Fourteen states have adopted similar COVID-19 worker safety protections.
But the DOL, the Department of Agriculture, and the Department of Health and Human Services pushed back, The News & Observer previously reported.
In an Aug. 31 letter, Berry told the governor that her department would not enforce the executive order, citing “legal and resource (time/staff) concerns.” If the department received a related complaint, she said, the staff would likely respond with a “letter to the employer outlining the allegation and informing the employer of the EO requirements.”
The letter concluded, fully underlined: “Should you decide to issue this EO, I respectfully ask that you take care not to publicly overstate the role of the NCDOL regarding enforcement.”
Less than two weeks later, the governor’s office decided not to issue the order.
Thousands of worker complaints statewide
By failing to enact workplace protections, advocates say NCDOL isn’t just abdicating its responsibilities to workers, but may be violating federal law.
North Carolina is one of 22 states that operate their own job safety programs, rather than a program operated by the federal Occupational Safety and Health Administration.

TASK 1: Translate this sentence from the article on COVID-19 worker protections into Spanish: "Less than two weeks later, the governor's office decided not to issue the order."
TASK 2: Carry on the article about North Carolina's COVID-19 worker protections from its last sentence.
The rows that follow have nothing to do with the article on COVID-19 worker protections in North Carolina.

INFORMATION:
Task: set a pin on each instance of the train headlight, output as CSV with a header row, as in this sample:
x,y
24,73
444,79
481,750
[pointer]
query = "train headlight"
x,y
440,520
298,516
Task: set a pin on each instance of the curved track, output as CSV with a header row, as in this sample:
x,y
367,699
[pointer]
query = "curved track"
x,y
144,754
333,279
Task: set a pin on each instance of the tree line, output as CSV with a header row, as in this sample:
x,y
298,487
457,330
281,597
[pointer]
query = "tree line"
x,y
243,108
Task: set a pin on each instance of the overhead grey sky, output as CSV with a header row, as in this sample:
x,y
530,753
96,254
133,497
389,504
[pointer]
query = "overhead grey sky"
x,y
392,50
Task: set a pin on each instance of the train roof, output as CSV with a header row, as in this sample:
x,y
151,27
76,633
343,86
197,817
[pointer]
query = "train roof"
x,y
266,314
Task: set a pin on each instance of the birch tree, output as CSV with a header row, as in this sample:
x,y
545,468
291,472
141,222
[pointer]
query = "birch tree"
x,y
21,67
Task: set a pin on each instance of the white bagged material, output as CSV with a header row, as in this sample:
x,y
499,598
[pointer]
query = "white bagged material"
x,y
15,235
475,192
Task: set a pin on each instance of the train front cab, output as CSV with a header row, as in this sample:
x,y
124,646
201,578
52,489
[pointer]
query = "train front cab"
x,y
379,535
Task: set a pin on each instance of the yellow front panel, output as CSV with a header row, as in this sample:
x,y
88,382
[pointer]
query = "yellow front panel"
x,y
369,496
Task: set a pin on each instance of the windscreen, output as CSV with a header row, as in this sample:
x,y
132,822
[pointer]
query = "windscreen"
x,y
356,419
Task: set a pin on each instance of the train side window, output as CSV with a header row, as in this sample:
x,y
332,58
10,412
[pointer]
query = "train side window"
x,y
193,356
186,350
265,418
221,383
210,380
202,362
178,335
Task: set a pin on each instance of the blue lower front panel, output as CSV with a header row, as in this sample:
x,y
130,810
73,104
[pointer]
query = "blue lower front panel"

RESPONSE 1: Menos de dos semanas después, la oficina del gobernador decidió no emitir la orden.

RESPONSE 2:
But according to the Occupational Safety and Health Act of 1970, those states are obligated to develop standards “at least as effective in providing safe and healthful employment” as those established by OSHA.
While OSHA has not implemented new regulations in response to the pandemic, it has issued citations: 244 since the start of the pandemic, with penalties totaling over $3.3 million.
In September, for example, OSHA proposed a $15,615 penalty for a meat-processing plant in Colorado for failing to protect employees from exposure to COVID-19. OSHA said the company had violated the “general duty clause,” which states that workplaces must be free from recognized hazards that are “causing or likely to cause death or serious physical harm.”
That is the regulation Berry said in her letter does not apply to COVID-19.
“The available data does not support that death or serious physical harm would be the likely outcome for the majority of those who contract the disease,” she wrote.
The long-term risks of COVID-19 are not yet known, according to the Centers for Disease Control and Prevention.
Quesenberry, the DOL spokesperson, said in her email that since OSHA has not issued a COVID-19 regulation, NCDOL has met the “at least as effective” requirement.
The advocacy groups that received the letter are considering filing a complaint with OSHA asserting that the state has failed to uphold its responsibilities. They’re also considering seeking judicial review, alleging that the department’s denial of the proposed rulemaking was “arbitrary and capricious.” The deadline to file for judicial review is Dec. 9.
Advocates are also hopeful that incoming Labor Commissioner Dobson, currently a state representative, will be more proactive. In an email to The N&O, Dobson declined to make any commitments.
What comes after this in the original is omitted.